[Records from a collection]
# # #
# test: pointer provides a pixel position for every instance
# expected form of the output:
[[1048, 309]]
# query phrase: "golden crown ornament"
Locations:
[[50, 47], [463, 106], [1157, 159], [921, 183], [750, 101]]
# # #
PROBLEM STATEMENT:
Retype the listing above line for line, keeping every character unchanged.

FINISHED ANSWER:
# test: pointer provides a pixel position for every instance
# expected form of the output:
[[1048, 309]]
# query phrase: "golden crown ornament"
Locations:
[[50, 47], [463, 106], [1157, 159], [921, 183], [750, 101]]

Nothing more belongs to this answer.